Collected data entries:
[Start of section]

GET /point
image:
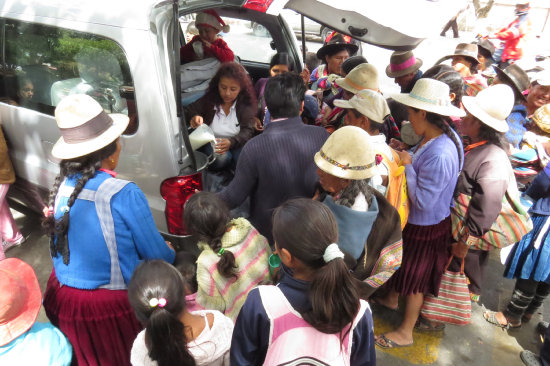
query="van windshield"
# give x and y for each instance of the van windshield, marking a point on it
(43, 64)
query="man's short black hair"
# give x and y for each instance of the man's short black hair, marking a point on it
(284, 95)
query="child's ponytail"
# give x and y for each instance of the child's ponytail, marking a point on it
(157, 294)
(165, 337)
(206, 216)
(308, 230)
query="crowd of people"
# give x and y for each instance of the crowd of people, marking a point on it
(356, 198)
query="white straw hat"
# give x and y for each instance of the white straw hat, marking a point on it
(492, 106)
(347, 154)
(367, 102)
(85, 127)
(363, 76)
(432, 96)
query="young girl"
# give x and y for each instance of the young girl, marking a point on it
(234, 256)
(314, 315)
(229, 108)
(173, 335)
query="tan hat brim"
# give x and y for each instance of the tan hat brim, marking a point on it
(63, 150)
(472, 106)
(342, 83)
(408, 70)
(449, 110)
(343, 173)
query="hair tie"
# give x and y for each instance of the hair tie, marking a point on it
(332, 252)
(154, 302)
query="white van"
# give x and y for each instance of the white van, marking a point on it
(125, 54)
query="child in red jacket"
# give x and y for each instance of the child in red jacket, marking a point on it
(207, 43)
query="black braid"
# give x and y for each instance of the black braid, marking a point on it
(350, 193)
(439, 121)
(86, 166)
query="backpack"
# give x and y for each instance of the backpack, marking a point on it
(396, 192)
(292, 341)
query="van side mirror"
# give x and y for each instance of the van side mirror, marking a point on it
(127, 92)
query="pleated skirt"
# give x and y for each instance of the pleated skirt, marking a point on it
(100, 323)
(426, 250)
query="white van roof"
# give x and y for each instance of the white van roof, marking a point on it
(118, 13)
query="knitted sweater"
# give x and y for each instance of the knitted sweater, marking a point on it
(251, 251)
(274, 167)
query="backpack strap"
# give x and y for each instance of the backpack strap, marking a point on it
(104, 193)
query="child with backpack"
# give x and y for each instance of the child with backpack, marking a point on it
(173, 335)
(314, 315)
(234, 257)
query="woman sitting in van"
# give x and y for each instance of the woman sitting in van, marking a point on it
(207, 43)
(229, 108)
(280, 63)
(100, 229)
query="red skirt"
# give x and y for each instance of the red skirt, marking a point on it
(425, 254)
(100, 324)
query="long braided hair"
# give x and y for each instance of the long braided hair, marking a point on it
(83, 167)
(350, 193)
(207, 217)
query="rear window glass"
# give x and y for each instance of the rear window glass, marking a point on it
(43, 64)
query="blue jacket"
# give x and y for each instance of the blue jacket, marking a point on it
(136, 235)
(539, 191)
(251, 333)
(516, 120)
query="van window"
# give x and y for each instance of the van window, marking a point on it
(249, 40)
(43, 64)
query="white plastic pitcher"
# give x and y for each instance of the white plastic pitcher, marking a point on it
(201, 136)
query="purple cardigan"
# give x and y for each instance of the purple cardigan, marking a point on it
(431, 180)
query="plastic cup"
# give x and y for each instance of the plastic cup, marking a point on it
(274, 263)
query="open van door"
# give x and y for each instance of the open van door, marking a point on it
(392, 24)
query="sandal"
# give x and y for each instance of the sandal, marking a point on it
(490, 316)
(530, 359)
(424, 325)
(542, 327)
(389, 343)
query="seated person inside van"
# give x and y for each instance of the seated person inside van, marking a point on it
(100, 77)
(207, 43)
(229, 108)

[End of section]

• What this task involves
Each record above must be retyped exactly as given, with the images excluded.

• Finished task
GET /point
image:
query="van windshield"
# give x and y for each instance of the van windshield, marking a point on it
(43, 64)
query="man's short black hair"
# give x and y for each instance of the man's short black hair, marking a point on it
(284, 95)
query="child's ponytail"
# give x and y for each instance of the child's ponytail, marking a point on it
(157, 294)
(165, 337)
(206, 216)
(308, 230)
query="crowd of people"
# give x and y for each instance of the crowd of people, marking a point on it
(356, 198)
query="white straw hat"
# give x and y for each instance of the white straw hat, marking a point on it
(492, 106)
(347, 154)
(367, 102)
(85, 127)
(363, 76)
(432, 96)
query="young girl"
# give x and y for each instance of the young girl, marking a point on it
(234, 256)
(314, 315)
(229, 108)
(173, 335)
query="tan hat brim"
# give x and y for each instance of the tan hat brim, marking a point on it
(63, 150)
(472, 106)
(342, 83)
(408, 70)
(449, 110)
(343, 173)
query="hair tie"
# give x and y for each instance of the hair tie, marking a point on it
(332, 252)
(154, 302)
query="white van"
# give x and y for each instance of the white van, marking a point on it
(125, 54)
query="child in red jacket"
# give x and y for each instance of the child in red jacket, marking a point on it
(207, 43)
query="black braid"
# give x and y for each instance of the black braid, marking a point on it
(350, 193)
(439, 121)
(86, 166)
query="backpack"
# give x and y for each instance of the backpack, marking a point on it
(396, 192)
(292, 341)
query="van side mirror"
# give x and y for each instance of the van side mirror, marking a point on it
(127, 92)
query="pleated skirt"
# give x and y for each instance of the pleated skirt, marking a point on it
(100, 323)
(426, 250)
query="white van roof"
# give x and y for each instance of the white van roof, marking a point on it
(118, 13)
query="knitted sweater"
# give x and y for each instance of the knitted sweater, marking a point on it
(251, 251)
(274, 167)
query="backpack strap"
# give x and y for each instance of the backpack strap, marking a point on it
(104, 193)
query="child with backpack"
# give x and y for each instance of the child with backpack, marking a point on it
(173, 335)
(314, 315)
(234, 257)
query="woman sitting in van"
# give x and y for each instance of the woman sitting in van, marking a point on it
(207, 43)
(229, 108)
(280, 63)
(100, 229)
query="red skirt"
# give x and y for each instance of the red skirt, marking a point on it
(425, 254)
(100, 324)
query="long braided hair"
# give x and y for each instance of the long braided hair, marking a point on it
(83, 167)
(350, 193)
(207, 217)
query="rear window glass"
# give x and y for each instance of the rear window glass, marking a point on it
(43, 64)
query="blue jacket"
# give x and y for each instance of the blue jacket, marking a point on it
(136, 235)
(539, 191)
(251, 333)
(516, 120)
query="van window"
# give x and y for each instance of the van window, marking a point on it
(249, 40)
(43, 64)
query="white plastic pitcher"
# give x and y for each instance of the white plastic pitcher, marking a point on it
(201, 136)
query="purple cardigan"
# give x and y for each instance of the purple cardigan, marking a point on it
(431, 180)
query="plastic cup"
# give x and y for each instance of the plastic cup, marking a point on it
(274, 263)
query="open van door"
# give x and y for each instance of the open van door, marking a point on it
(392, 24)
query="sandal"
# give x and y for each instance of the sandal, marking a point on it
(490, 316)
(530, 359)
(424, 325)
(542, 327)
(389, 343)
query="seated person inside van"
# give x and y for each instance of the seated person inside van, marking a point on it
(100, 77)
(207, 43)
(229, 108)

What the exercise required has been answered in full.